** ЦИТИРУЕМЫЙ ОТРЫВОК **
★ ★ ★ ★ ★
Впрочем, всегда у нас остаётся надежда на то, что мы не одни и что близкие нам где-то существуют или, во всяком случае, когда-нибудь будут существовать. Для них и продолжу когда-то начатый разговор.

«Всегда несколько странно, — рассуждает в одном из своих сочинений писатель А. Битов, — когда памятник известнее, чем человек. Ещё странней, когда он главнее. Ещё страннее, когда памятник воздвигнут самому себе. Всегда горько, когда заслуги становятся важнее дел. Когда из всего, что человеком сделано, на первый план выдвинута самооценка, родившаяся в горьком чувстве непонимания и непризнания»1. Производимое на Битова «Памятником» впечатление «никак не вяжется с образом Пушкина, писатель ищет выход и находит его в том, что стихотворение могло быть писано как ответ неблагодарной публике, как вызов накануне “изгнанья”, а не смерти, как впоследствии поспешили истолковать»2.

Мы, однако, истолкуем пушкинский «Памятник» именно так, как того не хотелось бы господину Битову. Что указывает здесь на предсмертный характер текста? Вспомним историю создания этого стихотворения Пушкиным. Оно датируется 21 августа 1836 г., и при жизни поэта напечатано не было. Впервые опубликовано в 1841 г. Жуковским в посмертном издании сочинений Пушкина3, с довольно многочисленными цензурными искажениями. Только через сорок лет Бартенев в заметке «О стихотворении Пушкина “Памятник”»4 обнародовал восстановленный текст, воспроизведённый также и факсимиле. Кстати, из рукописи видно, что самим Пушкиным стихотворение озаглавлено не было, но мы всё же будем придерживаться наименования, данного Жуковским, для удобства. Формально пушкинский «Памятник» является подражанием тридцатой оде Горация «К Мельпомене», откуда взят латинский эпиграф: «Exegi monumentum», а также и подражанием подражанию — аналогичному «Памятнику» Державина, с которым он во многом совпадает и текстуально.

Первое, что удивляет в этом стихотворении Пушкина, — архаичность избранного автором стиля. Дело в том, что к тридцатым годам XIX века жанр оды в русской литературе устарел и всерьёз не практиковался. Сложно сказать, собирался ли Пушкин вообще когда-либо обнародовать свою оду, ведь его современники восприняли бы её примерно так же, как сей­час, пожалуй, и некоторые из нас, — то есть как вопиющую нескромность. Необходимо помнить, что Пушкин при жизни не был провозглашён ни «нашим всем», ни даже «солнцем русской поэзии» (последнее случилось сразу после его гибели). Мы смотрим на Пушкина из своего времени, когда нерукотворный памятник великого поэта нашёл зримое воплощение в «бронзы многопудье» (Маяковский), чем в значительной мере обусловлено наше восприятие этой фигуры.
★ ★ ★ ★ ★
** ПРЕДСТАВЛЕННЫЕ ДАННЫЕ **
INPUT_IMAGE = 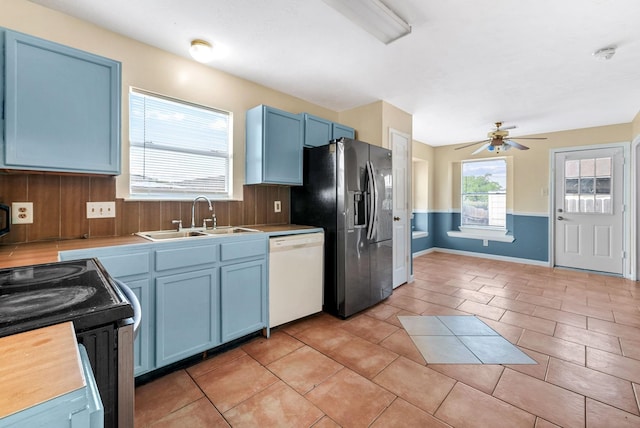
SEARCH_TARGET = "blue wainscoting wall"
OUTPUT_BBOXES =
[411,212,549,262]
★ ★ ★ ★ ★
** СПИСОК ЗАДАНИЙ **
(A) Выпишите без изменений часть отрывка о «Памятнике» Пушкина, начиная со слов «Впрочем, всегда у» и заканчивая словами «когда-то начатый разговор.» включительно.
(B) Сверьте с отрывком о «Памятнике» Пушкина три утверждения. На каждое ответьте «да» или «нет» и дословно приведите слова отрывка, которые это решают.
(i) Стихотворение было напечатано ещё при жизни Пушкина.
(ii) Название стихотворению дал сам Пушкин.
(iii) К тридцатым годам XIX века жанр оды в русской литературе устарел.

** РЕЗУЛЬТАТЫ УПРАЖНЕНИЯ **
(A)
Впрочем, всегда у нас остаётся надежда на то, что мы не одни и что близкие нам где-то существуют или, во всяком случае, когда-нибудь будут существовать. Для них и продолжу когда-то начатый разговор.

(B)
(i) Нет: «при жизни поэта напечатано не было».
(ii) Нет: «самим Пушкиным стихотворение озаглавлено не было».
(iii) Да: «к тридцатым годам XIX века жанр оды в русской литературе устарел и всерьёз не практиковался».